### OBJECTIVE
In the study excerpt, what was the age range of the older adult group?

We were also interested in determining the impact of different categories of traits on judgments. Descriptions were composed of equal numbers of communal and agentic traits, which relate to the two primary dimensions along which social inferences are made (e.g., Abele & Wojciszke, 2007; Fiske, Cuddy, & Glick, 2007). Communal traits are essentially the same as the aforementioned morality traits. In contrast, agentic traits reflect competence (e.g., intelligence) and tend to be more beneficial—or detrimental—to the individual possessing them, and are often characterized as self-profitable (Peeters & Czapinski, 1990). Communal traits typically have primacy over agentic traits in forming impressions of others, but situational goals may moderate this relationship (e.g., Wojciszke & Abele, 2008). For example, goals emphasizing interdependencies with others (e.g., evaluating a work partner) result in increased emphasis being placed on agentic traits in making judgments of others. In our study, we hypothesized that the relative emphasis on agentic versus communal trait information will be greater when evaluating fitness for a job than when forming an impression.

We also hypothesized that when compared to young and middle-aged adults, older adults will exhibit a disproportionate focus on communal traits. This would be consistent with hypothesized shifts in chronic social goals to those emphasizing the affective aspects of social relationships (Carstensen et al., 1999). Of further interest was the extent to which different situational goals (i.e., forming an impression vs. evaluating fitness for a job) would attenuate these hypothesized age differences. Using a somewhat different task, Hess and Kotter-Grühn ( 2011) found evidence for a general developmental shift towards emphasizing communal traits in evaluating others, but also found that older adults were less sensitive to situational goals than young and middle-aged adults in adjusting their relative focus on agentic versus communal traits. The present study allowed us to test for similar trends.

Method

Participants

We tested 146 participants: 61 younger (31 women; 20 – 44 years), 42 middle-aged (23 women; 45 – 63 years), and 43 older (23 women; 65 – 85 years) adults. All were community-dwelling volunteers recruited from the NCSU Adult Development Lab participant pool and received a $30 honorarium. Age group differences in health and ability (Table 1, top) are consistent with typically observed trends.

Table 1.

Experiment 1 Sample Characteristics

Measure	Young adults		Middle-aged adults		Older adults
	M	SD	M	SD	M	SD
Experiment 1
Age*	32.9	7.2	54.3	5.2	72.7	5.0
Education	16.5	2.0	16.2	2.4	16.8	2.5
Physical Health*	50.3	5.8	46.8	9.3	44.7	7.9
Mental Health*	50.8	10.4	51.1	9.4	56.0	7.4
Vocabulary	51.2	11.9	52.6	7.7	50.2	11.5
Letter-Number Sequencing*	12.7	2.9	10.5	2.5	10.5	2.7
Digit-Symbol Substitution*	86.2	17.7	73.7	18.5	63.3	13.3
Plus-Minus*	25.0	16.4	31.4	30.9	40.7	26.3
Stroop*	15.0	5.5	17.6	5.0	27.9	9.6
Experiment 2
Age*	29.2	5.9	-	-	70.3	5.0
Education	16.6	2.3	-	-	17.1	2.6
Physical Health*	51.3	6.6	-	-	44.0	10.7
Mental Health*	47.9	10.5	-	-	57.6	5.0
Vocabulary*	50.2	10.2	-	-	55.2	7.1
Letter-Number Sequencing*	11.4	2.8	-	-	9.9	2.0
Digit-Symbol Substitution*	91.8	11.6	-	-	70.8	13.6
Plus-Minus	24.5	26.4	-	-	25.9	19.8
Stroop*	14.1	6.0	-	-	20.9	6.6
Wisconsin card Sort Task*	50.5	8.8	-	-	43.8	11.5

^*Significant age group effect (p< .05).

### INFORMATION SUPPLIED
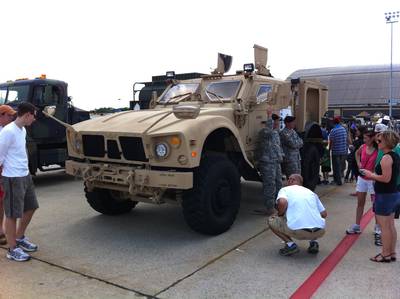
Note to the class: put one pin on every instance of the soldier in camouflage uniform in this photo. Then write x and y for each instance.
(291, 144)
(268, 156)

### RESPONSE TO THIS TASK
65 to 85 years.